**Work to be completed**: Every record needs to be restated word for word.

**Information provided**:
● ● ●

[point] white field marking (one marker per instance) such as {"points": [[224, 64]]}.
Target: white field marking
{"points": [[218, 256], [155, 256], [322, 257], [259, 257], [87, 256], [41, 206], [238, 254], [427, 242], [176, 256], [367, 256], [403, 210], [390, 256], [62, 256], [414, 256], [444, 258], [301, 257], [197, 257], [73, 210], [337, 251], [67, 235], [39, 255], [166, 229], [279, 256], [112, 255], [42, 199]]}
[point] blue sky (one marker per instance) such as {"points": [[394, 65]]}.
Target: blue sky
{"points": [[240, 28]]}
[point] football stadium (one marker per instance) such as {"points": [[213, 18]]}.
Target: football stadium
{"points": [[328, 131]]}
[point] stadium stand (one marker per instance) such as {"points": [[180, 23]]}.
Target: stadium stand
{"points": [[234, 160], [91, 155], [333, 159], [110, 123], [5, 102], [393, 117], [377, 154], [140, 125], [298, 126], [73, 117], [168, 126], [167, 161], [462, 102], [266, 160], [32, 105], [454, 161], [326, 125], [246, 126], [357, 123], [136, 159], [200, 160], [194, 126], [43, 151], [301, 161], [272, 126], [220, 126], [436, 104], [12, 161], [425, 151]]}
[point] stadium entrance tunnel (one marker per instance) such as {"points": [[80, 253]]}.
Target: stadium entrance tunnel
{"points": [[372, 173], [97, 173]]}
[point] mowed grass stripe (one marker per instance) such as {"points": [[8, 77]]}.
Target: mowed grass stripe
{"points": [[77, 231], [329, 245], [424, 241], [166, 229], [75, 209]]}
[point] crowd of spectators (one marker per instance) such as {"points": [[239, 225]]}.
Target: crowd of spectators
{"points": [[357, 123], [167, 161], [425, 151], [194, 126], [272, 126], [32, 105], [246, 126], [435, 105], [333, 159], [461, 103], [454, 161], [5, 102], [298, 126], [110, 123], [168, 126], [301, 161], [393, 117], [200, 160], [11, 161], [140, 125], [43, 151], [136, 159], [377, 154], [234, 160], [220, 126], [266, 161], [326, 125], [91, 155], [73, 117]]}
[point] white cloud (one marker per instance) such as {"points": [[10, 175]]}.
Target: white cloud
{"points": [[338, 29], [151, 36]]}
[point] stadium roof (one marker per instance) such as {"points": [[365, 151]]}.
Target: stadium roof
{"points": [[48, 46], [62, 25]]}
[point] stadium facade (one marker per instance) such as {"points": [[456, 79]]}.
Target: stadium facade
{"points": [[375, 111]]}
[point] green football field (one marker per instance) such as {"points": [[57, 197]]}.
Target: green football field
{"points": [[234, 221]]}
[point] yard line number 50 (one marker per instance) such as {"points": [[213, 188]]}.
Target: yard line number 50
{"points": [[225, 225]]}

● ● ●

**Answer section**:
[point] white field marking (one marker per instance) such as {"points": [[224, 64]]}.
Target: white field marking
{"points": [[218, 256], [155, 256], [322, 257], [259, 257], [87, 256], [41, 206], [238, 254], [427, 242], [176, 256], [367, 256], [403, 210], [390, 256], [62, 256], [414, 256], [444, 258], [301, 257], [197, 257], [73, 210], [337, 251], [67, 235], [39, 255], [166, 229], [279, 256], [112, 255], [42, 199]]}
[point] blue sky (one marker per instance) such as {"points": [[394, 65]]}.
Target: blue sky
{"points": [[240, 28]]}
[point] football stadium (one marker per instance) such as {"points": [[213, 18]]}.
Target: football stadium
{"points": [[328, 131]]}
[point] stadium stand (one marker per instance) such as {"points": [[180, 23]]}.
Target: stadium stand
{"points": [[234, 160], [91, 155], [333, 159], [110, 123], [5, 102], [393, 117], [377, 154], [140, 125], [298, 126], [73, 117], [168, 126], [167, 161], [462, 102], [266, 160], [32, 105], [454, 161], [326, 125], [246, 126], [357, 123], [136, 159], [200, 160], [194, 126], [43, 151], [301, 161], [272, 126], [220, 126], [436, 104], [12, 161], [425, 151]]}
[point] stadium entrance tunnel (one marker per instance) such as {"points": [[80, 253]]}.
Target: stadium entrance tunnel
{"points": [[372, 173], [97, 173]]}
[point] mowed grass stripe (one marker per instance) such as {"points": [[8, 77]]}.
Target: mowed grass stripe
{"points": [[77, 231], [329, 245], [424, 241], [166, 229], [75, 209]]}
[point] crowd of spectators (one marker per instance) such as {"points": [[239, 225]]}.
Target: crowd of spectators
{"points": [[357, 123], [167, 161], [425, 151], [194, 126], [272, 126], [32, 105], [246, 126], [435, 105], [333, 159], [461, 103], [454, 161], [5, 102], [298, 126], [110, 123], [168, 126], [301, 161], [393, 117], [200, 160], [11, 161], [140, 125], [43, 151], [136, 159], [377, 154], [234, 160], [220, 126], [266, 161], [326, 125], [91, 155], [73, 117]]}
[point] white cloud (one marker per instance) such as {"points": [[10, 175]]}.
Target: white cloud
{"points": [[338, 29], [151, 36]]}
[point] stadium roof (one marker per instance) such as {"points": [[365, 151]]}.
Target: stadium roof
{"points": [[48, 46], [62, 25]]}
[point] stadium facade (one marker per instance) such as {"points": [[456, 79]]}.
Target: stadium facade
{"points": [[375, 111]]}
[point] green football field (one marker per instance) such as {"points": [[57, 197]]}.
Target: green football field
{"points": [[234, 221]]}
[point] yard line number 50 (one marker per instance) such as {"points": [[213, 188]]}.
Target: yard line number 50
{"points": [[225, 225]]}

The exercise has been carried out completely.